## Sayfa Alıntısı

Kur`an Meali Yarışması`na başvurular sürüyor
Kur’an’ı Anlama Platformu tarafından 26 Nisan Pazar günü İstanbul`da gerçekleştirilecek olan “Kur’an Meali Bilgi Yarışması” için başvurular 10 Nisan Cuma gününe kadar sürecek.
İslam ve Hayat
Kur’an’ı Anlama Platformu tarafından 26 Nisan Pazar günü İstanbul'da gerçekleştirilecek olan “Kur’an Meali Bilgi Yarışması” için başvurular 10 Nisan Cuma gününe kadar sürecek.
Çeşitli kuruluşların destek verdiği yarışma, İstanbul'un her iki yakasında da (Fatih ve Üsküdar) aynı anda gerçekleştirilecek ve dereceye girenlere ödüller dağıtılacak.
Yarışmayla ilgili olarak Kur'an'ı Anlama Platformu'nun sirtesinde yer alan örnek sorular şöyle:
Soru 1- Kur’an-ı Kerim’in ilk sûresi olan Fatiha, Allah’a övgü ve dua içermektedir. Fatiha sûresinde bu anlamda Âlemlerin Rabbi’nden talep edilmeyen şey aşağıdakilerden hangisidir?
a) Sırât-ı müstakîm olan doğru yola iletilmek.
b) Sâlihlerle birlikte haşredilmek.
c) Nîmet verilenlerin yolunda olmak.
d) Gazaba uğrayanlardan olmamak.
Soru 2- Furkan Sûresi 30. âyete göre, Resulullah, hesap günü kavminden / ümmetinden niçin şikâyetçi olacaktır?
a) Kur'an'ı terkedilmiş bıraktıkları için.
b) Kendisine itaat etmedikleri için.
c) Namazı kılmadıkları için.

## Verilen Kayıtlar
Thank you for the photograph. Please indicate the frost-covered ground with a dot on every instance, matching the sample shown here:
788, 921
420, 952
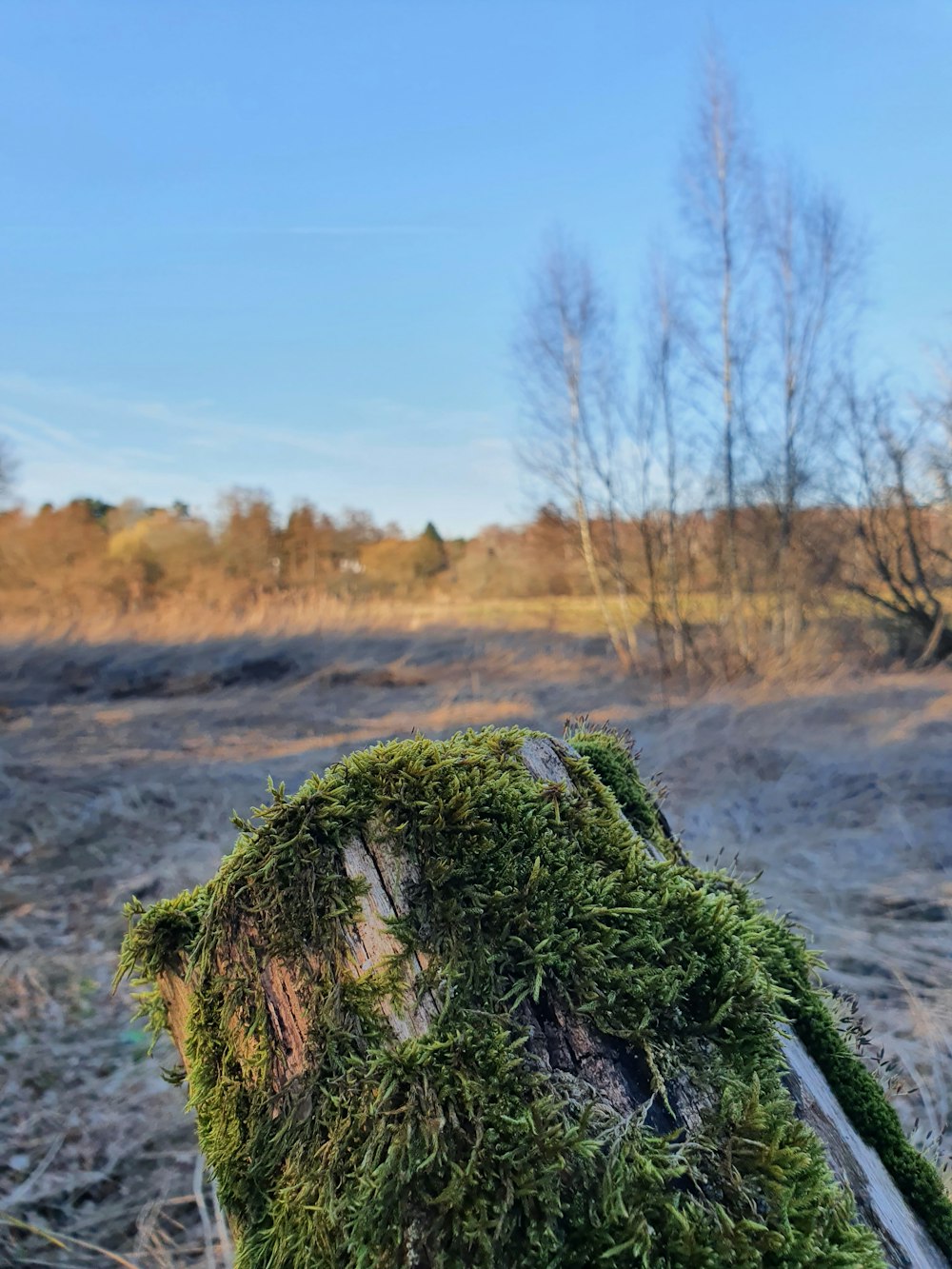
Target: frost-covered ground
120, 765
--
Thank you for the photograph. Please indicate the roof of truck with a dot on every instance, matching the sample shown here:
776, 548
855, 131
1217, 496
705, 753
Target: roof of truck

## Yapılacak İş
Yarışma haberine göre yarışma İstanbul'un hangi iki ilçesinde aynı anda yapılacak?

## Alıştırmanın Cevabı
Fatih ve Üsküdar'da.